> [Instructions]:
a: Name the landscape features that the article on recycling in Connecticut says dot the state.
b: Copy word for word everything from "Recycling in Connecticut" down to "humongous health hazards." in the article on recycling in Connecticut.

> [Passage to read]:
-- -- --
By Anne Staley
Recycling is a state law in Connecticut. Everyone – from individuals to institutions – is required by law to separate their recyclables from regular trash. But instead of looking on the state as the enforcer, we need to consider it our partner helping us achieve our recycling goals and stay on the right side of the law.
We all must think of ourselves as model citizens of our country and our state. We pay our taxes, we follow rules, we help the community, we show up for jury duty, we never break the law…wait a minute….never break the law? Is that correct now? Before you say, “of course,” consider this: every time you fail to separate your recyclable trash from your solid municipal waste in Connecticut, you’re breaking the law!
Connecticut may be one of the least extensive states in the country, but within its small borders rural areas and tiny towns co-exist in complete harmony with large industrial cities. It’s a state where architectural masterpieces steeped in history make a sharp contrast to modern-day urban skyscrapers. It’s a state where rolling hills, thick forests, horse farms, and white sandy beaches dot the landscape.
Recycling in Connecticut
The way solid trash is disposed in the state of Connecticut has gone an overhaul of sorts over the last couple of decades. A lot of it had to do with the closing of landfills in the late 1980s and early 1990s, many of which failed to meet the modern sanitary regulations and posed humongous health hazards.
-- -- --
A run of records:
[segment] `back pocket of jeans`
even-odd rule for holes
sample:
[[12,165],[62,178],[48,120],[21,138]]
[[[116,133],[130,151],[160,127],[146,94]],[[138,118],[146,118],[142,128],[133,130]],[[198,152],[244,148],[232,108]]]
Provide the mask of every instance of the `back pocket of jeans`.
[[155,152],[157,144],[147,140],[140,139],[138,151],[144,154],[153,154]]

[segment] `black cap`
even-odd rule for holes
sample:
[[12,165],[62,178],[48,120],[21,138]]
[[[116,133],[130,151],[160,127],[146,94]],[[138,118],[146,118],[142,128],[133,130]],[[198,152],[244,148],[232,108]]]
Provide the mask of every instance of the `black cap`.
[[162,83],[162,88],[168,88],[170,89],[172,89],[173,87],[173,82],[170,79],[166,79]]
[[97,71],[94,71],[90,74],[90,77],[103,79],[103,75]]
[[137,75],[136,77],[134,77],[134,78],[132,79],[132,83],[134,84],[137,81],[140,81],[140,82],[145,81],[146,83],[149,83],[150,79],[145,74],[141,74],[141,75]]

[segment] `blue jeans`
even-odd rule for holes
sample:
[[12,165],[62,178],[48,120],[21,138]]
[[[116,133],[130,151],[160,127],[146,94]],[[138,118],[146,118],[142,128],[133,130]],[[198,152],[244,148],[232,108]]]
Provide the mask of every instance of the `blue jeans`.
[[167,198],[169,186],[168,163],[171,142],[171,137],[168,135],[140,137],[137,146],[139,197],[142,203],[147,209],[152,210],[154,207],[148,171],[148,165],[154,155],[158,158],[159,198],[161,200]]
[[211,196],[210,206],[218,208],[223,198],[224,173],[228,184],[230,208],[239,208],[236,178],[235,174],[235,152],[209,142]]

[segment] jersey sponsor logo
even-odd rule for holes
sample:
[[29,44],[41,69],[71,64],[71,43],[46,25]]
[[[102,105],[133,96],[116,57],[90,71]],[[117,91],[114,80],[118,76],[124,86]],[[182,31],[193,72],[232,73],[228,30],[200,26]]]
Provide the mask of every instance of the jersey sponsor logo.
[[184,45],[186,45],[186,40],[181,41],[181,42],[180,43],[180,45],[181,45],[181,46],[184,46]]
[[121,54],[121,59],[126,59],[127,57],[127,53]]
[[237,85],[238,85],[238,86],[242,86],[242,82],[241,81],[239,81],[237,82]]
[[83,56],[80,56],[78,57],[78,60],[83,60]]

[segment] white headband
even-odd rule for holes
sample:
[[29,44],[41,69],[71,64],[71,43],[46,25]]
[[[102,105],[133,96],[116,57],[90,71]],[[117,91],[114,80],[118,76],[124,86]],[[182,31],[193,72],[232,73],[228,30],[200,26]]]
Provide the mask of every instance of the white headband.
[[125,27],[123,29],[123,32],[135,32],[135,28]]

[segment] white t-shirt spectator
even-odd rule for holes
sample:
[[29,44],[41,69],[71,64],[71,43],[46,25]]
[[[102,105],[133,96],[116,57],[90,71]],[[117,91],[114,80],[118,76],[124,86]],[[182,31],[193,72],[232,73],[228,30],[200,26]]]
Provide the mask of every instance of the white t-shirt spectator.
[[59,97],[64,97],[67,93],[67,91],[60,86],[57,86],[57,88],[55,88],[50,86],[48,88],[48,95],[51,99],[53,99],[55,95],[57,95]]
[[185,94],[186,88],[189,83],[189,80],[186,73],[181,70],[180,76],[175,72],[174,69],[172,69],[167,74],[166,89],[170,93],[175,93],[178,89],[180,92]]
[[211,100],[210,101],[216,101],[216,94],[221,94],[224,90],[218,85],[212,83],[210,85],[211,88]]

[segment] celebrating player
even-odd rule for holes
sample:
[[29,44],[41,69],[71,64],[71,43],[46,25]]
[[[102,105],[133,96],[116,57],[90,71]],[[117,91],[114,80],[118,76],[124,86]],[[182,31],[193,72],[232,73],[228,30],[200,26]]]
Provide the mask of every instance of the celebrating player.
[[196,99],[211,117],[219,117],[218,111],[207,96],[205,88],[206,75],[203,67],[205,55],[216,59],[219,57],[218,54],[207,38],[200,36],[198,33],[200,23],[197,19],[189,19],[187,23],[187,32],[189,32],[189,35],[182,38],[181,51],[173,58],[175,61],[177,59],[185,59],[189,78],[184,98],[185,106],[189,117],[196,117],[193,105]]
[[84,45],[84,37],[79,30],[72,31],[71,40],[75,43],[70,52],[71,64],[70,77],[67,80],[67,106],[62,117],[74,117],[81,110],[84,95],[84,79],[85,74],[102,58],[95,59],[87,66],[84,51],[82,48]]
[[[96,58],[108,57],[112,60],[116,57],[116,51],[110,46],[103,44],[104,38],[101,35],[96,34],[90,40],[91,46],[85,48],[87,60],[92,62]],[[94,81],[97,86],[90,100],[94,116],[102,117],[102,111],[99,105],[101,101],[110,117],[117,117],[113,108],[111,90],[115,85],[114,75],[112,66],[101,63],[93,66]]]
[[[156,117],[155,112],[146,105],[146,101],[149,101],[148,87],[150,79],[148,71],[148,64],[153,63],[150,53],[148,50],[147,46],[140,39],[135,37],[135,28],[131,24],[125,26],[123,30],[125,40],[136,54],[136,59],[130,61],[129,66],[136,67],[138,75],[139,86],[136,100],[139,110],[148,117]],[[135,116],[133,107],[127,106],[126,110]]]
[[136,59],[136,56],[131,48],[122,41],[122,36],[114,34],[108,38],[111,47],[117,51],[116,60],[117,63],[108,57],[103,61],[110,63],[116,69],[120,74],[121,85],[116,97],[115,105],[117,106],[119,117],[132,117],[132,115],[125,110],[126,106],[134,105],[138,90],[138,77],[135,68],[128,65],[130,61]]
-- -- --
> [Expected answers]:
a: rolling hills, thick forests, horse farms, white sandy beaches

b:
Recycling in Connecticut
The way solid trash is disposed in the state of Connecticut has gone an overhaul of sorts over the last couple of decades. A lot of it had to do with the closing of landfills in the late 1980s and early 1990s, many of which failed to meet the modern sanitary regulations and posed humongous health hazards.